--- Start ---

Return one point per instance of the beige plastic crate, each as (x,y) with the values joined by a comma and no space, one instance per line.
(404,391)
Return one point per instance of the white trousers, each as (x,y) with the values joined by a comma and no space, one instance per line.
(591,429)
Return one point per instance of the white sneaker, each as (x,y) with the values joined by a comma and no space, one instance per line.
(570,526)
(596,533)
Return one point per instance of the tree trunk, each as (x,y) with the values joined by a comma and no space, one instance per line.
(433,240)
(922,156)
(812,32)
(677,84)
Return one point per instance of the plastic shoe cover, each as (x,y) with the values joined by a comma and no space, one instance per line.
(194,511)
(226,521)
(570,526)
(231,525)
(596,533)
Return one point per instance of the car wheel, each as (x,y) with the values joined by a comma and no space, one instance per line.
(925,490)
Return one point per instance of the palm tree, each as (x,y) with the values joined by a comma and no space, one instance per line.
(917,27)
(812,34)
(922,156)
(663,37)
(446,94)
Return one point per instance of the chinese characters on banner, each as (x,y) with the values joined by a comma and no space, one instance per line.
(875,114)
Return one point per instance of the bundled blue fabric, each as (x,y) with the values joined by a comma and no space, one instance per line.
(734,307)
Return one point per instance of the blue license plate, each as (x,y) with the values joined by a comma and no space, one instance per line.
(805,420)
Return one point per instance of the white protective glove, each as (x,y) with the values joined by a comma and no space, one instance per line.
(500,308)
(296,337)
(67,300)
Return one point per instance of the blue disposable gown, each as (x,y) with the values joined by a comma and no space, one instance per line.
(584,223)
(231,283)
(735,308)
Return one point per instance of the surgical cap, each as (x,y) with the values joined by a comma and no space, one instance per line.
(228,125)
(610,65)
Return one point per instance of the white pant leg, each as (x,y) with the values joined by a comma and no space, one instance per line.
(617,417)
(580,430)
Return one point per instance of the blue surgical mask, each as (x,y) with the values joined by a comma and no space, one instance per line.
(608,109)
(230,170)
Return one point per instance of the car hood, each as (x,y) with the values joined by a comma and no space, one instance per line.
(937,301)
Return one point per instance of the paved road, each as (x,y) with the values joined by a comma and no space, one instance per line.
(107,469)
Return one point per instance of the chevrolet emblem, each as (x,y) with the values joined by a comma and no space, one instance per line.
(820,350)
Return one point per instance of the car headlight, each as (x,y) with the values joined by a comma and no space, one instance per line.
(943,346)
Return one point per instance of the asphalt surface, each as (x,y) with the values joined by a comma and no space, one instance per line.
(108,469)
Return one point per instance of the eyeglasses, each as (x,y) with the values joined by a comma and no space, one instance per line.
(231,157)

--- End ---

Starting with the line that contains "Return one point per instance of the chevrolet", output every line through the end of the listing above, unchanged.

Return one point per instance of the chevrolet emblem, each as (x,y) with the values joined by a comma and no space, one instance per line.
(820,350)
Return one point per instance of the car headlight, each as (x,y) with the values joined by a comma and no space, one instance per line.
(943,346)
Return one point per instance of the asphalt surface, each as (x,y) with the values joined by a comma and no space, one instance per line.
(108,469)
Return one point per instance of the eyeglasses, each as (x,y) with the values joined by a comma and no space, one instance per line.
(231,157)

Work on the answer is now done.